- [PROBLEM REQUIREMENTS]
Reproduce the part of the web caching guide that opens with the words containing "The first goal" and closes with "for further reading.".

- [ARTICLE]
ETag Everything, Everything ETagg'ed

The first goal of this guide is to show you how relatively easy adding web caching support to a li3 application is. The second goal is to introduce you to the topic of web caching in general, showing what makes it so interesting.

The beneficial effects of web caching are most often underestimated but adding even just basic support to an existing application is a guaranteed win for everybody involved.

Embrace the web!

Web caching is both simple and complex. As we don't want to put the cart before the horse, we start simple first. This article assumes that you have a basic understanding of HTTP and applies several simplifications. A full list is presented at the end to give additional pointers for further reading.

Entity Tags

Validation is one aspect of web caching. With it comes the aspect of conditional requests. A typical request/response flow involving web caching and entity tags might look as simple as in the following chart.

- [DATASET ROWS]
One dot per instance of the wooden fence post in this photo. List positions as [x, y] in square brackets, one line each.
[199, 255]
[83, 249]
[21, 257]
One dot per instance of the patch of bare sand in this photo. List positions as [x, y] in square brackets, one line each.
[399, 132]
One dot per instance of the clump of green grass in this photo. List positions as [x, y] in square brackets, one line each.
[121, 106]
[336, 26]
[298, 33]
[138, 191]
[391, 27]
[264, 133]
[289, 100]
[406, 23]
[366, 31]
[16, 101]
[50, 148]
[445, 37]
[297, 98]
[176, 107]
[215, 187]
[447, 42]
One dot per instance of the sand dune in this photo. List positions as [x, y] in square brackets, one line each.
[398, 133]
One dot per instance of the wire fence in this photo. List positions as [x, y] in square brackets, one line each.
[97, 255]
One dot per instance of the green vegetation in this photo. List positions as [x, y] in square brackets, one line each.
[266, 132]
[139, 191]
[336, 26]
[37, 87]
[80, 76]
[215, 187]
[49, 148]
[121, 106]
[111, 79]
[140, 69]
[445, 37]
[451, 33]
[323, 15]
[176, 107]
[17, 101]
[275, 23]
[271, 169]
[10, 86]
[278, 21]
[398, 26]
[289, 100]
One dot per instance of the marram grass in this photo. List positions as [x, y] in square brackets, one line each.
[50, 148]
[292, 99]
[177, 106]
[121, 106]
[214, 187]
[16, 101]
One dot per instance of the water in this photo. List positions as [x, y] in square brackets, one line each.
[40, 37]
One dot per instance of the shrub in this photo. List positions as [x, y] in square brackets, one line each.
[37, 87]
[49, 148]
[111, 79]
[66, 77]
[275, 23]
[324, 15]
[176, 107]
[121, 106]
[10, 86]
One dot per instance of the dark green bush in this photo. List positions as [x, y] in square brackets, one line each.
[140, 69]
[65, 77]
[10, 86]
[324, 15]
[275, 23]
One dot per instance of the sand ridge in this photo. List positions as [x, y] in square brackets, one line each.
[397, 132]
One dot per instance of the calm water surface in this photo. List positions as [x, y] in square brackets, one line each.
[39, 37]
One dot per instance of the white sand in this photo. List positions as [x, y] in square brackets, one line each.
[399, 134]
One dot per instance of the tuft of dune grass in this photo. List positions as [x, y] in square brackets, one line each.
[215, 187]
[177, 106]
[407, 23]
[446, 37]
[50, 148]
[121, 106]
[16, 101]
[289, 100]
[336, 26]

- [CORRECT ANSWER]
The first goal of this guide is to show you how relatively easy adding web caching support to a li3 application is. The second goal is to introduce you to the topic of web caching in general, showing what makes it so interesting.

The beneficial effects of web caching are most often underestimated but adding even just basic support to an existing application is a guaranteed win for everybody involved.

Embrace the web!

Web caching is both simple and complex. As we don't want to put the cart before the horse, we start simple first. This article assumes that you have a basic understanding of HTTP and applies several simplifications. A full list is presented at the end to give additional pointers for further reading.